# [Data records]
____________

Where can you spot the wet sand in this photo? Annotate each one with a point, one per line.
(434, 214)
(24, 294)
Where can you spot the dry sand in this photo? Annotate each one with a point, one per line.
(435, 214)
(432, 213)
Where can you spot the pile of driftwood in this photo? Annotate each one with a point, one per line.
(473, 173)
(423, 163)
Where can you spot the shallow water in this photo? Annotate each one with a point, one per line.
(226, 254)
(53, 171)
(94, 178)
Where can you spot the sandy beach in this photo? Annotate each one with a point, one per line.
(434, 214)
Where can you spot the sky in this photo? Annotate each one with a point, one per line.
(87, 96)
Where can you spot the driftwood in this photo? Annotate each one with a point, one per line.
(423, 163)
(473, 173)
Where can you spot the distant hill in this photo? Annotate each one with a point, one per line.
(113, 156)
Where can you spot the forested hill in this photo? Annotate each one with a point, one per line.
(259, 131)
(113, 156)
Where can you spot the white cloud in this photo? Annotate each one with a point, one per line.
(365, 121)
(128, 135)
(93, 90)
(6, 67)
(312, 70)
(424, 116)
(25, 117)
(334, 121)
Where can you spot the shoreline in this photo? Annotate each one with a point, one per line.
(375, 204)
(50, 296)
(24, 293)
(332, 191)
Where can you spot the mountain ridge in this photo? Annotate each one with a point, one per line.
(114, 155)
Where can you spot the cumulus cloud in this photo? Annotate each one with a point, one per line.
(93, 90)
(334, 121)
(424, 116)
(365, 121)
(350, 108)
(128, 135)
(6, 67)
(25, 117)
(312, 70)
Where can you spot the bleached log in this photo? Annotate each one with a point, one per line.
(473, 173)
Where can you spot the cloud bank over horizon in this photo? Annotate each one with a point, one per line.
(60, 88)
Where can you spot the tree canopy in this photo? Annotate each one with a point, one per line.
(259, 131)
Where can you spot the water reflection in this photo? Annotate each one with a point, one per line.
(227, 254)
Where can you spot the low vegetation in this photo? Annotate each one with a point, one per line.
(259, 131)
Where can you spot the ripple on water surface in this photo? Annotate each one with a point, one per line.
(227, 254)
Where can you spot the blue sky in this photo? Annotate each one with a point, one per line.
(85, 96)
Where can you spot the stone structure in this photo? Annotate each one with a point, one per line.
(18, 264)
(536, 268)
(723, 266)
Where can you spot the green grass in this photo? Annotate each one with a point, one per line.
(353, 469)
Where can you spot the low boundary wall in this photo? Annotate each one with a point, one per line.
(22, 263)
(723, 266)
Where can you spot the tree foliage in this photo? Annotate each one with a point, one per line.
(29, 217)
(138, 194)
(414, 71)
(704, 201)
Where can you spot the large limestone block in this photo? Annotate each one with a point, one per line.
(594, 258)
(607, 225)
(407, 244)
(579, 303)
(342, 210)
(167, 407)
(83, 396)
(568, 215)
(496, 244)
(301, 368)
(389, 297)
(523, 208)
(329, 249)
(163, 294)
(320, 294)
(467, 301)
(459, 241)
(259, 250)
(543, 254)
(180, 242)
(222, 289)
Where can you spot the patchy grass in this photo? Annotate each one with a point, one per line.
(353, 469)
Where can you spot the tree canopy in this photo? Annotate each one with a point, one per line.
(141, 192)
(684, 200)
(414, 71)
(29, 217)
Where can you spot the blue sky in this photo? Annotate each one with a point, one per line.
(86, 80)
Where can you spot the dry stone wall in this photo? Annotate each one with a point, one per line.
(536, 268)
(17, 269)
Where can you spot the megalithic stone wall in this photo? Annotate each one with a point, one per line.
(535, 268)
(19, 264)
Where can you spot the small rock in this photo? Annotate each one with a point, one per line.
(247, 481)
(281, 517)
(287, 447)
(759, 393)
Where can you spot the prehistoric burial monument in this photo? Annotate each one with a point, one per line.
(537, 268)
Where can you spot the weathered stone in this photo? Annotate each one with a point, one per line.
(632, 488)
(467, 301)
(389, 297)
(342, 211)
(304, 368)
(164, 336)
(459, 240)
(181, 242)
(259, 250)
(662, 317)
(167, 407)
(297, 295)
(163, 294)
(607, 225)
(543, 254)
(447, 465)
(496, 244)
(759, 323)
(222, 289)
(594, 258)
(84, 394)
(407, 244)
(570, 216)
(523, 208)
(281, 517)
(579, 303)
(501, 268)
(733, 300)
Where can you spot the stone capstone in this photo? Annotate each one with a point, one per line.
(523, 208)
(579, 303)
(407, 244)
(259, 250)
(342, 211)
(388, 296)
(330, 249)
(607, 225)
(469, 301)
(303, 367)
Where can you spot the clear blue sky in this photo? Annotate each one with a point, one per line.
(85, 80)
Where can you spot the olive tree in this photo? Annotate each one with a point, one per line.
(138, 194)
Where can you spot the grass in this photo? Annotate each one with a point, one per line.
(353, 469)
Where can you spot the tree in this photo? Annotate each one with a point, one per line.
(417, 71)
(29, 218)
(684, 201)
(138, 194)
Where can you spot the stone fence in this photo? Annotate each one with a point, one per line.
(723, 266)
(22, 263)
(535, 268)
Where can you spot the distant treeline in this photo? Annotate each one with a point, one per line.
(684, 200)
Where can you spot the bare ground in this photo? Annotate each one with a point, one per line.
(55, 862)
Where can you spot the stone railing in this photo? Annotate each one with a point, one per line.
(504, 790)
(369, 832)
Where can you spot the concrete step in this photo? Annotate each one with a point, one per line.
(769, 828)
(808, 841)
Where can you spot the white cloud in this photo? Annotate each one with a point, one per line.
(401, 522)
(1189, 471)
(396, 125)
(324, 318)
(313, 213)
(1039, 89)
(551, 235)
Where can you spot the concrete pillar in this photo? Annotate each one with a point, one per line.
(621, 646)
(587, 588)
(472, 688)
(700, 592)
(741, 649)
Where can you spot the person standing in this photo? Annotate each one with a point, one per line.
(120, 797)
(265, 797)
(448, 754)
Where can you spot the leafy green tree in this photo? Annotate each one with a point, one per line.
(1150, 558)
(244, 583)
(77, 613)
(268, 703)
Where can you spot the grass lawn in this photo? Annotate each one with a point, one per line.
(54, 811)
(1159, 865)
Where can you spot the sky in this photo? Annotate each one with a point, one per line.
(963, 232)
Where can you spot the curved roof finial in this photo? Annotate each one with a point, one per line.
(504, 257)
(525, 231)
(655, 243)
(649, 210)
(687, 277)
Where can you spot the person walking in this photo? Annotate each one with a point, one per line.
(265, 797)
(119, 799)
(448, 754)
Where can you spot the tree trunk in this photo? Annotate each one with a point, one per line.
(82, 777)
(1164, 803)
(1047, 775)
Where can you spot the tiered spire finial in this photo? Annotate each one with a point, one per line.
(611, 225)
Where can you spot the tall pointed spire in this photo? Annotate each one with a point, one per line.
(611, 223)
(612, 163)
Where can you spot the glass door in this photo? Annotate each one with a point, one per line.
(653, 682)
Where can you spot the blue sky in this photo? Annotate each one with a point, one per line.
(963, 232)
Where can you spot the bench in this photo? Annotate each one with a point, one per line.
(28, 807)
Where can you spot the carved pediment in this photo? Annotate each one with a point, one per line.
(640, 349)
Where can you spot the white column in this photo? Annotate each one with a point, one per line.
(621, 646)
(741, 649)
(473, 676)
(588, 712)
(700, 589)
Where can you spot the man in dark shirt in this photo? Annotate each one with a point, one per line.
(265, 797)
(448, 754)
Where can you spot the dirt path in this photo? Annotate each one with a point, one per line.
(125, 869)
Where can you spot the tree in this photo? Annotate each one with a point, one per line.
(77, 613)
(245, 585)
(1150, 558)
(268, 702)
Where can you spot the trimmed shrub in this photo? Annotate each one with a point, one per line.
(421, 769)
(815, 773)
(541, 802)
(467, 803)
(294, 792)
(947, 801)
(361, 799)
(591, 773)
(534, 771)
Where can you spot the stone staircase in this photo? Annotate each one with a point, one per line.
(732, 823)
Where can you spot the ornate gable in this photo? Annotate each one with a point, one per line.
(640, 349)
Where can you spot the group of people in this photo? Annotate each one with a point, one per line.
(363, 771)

____________

# [Work task]
Exactly the lines from the one containing "Where can you spot the white column" through the end of the entries above must be output, and no others.

# [Answer box]
Where can you spot the white column in this photo? Annotate each one with a point, one per line.
(621, 646)
(741, 649)
(473, 676)
(588, 712)
(700, 589)
Where can you spot the man in dark shirt in this photo? Annotate each one with a point, one per line.
(265, 797)
(448, 754)
Where can you spot the dirt path in this photo? Annotate each one with a point, one per line.
(125, 869)
Where can you spot the tree in this photo? Annotate each one with a point, one per line.
(77, 613)
(245, 585)
(1150, 558)
(268, 702)
Where can you spot the trimmed shrub in this photo? Annotate each one with a point, one per line.
(421, 769)
(815, 773)
(541, 802)
(467, 803)
(294, 792)
(947, 801)
(361, 799)
(591, 773)
(534, 771)
Where can you spot the stone staircase in this photo? Annotate each one with a point, one per line.
(732, 823)
Where can you spot the ornate gable in this photo? Annotate each one with a point, one per line.
(640, 349)
Where can you spot the group of people in this photo? Annotate each one with a point, one per line.
(363, 771)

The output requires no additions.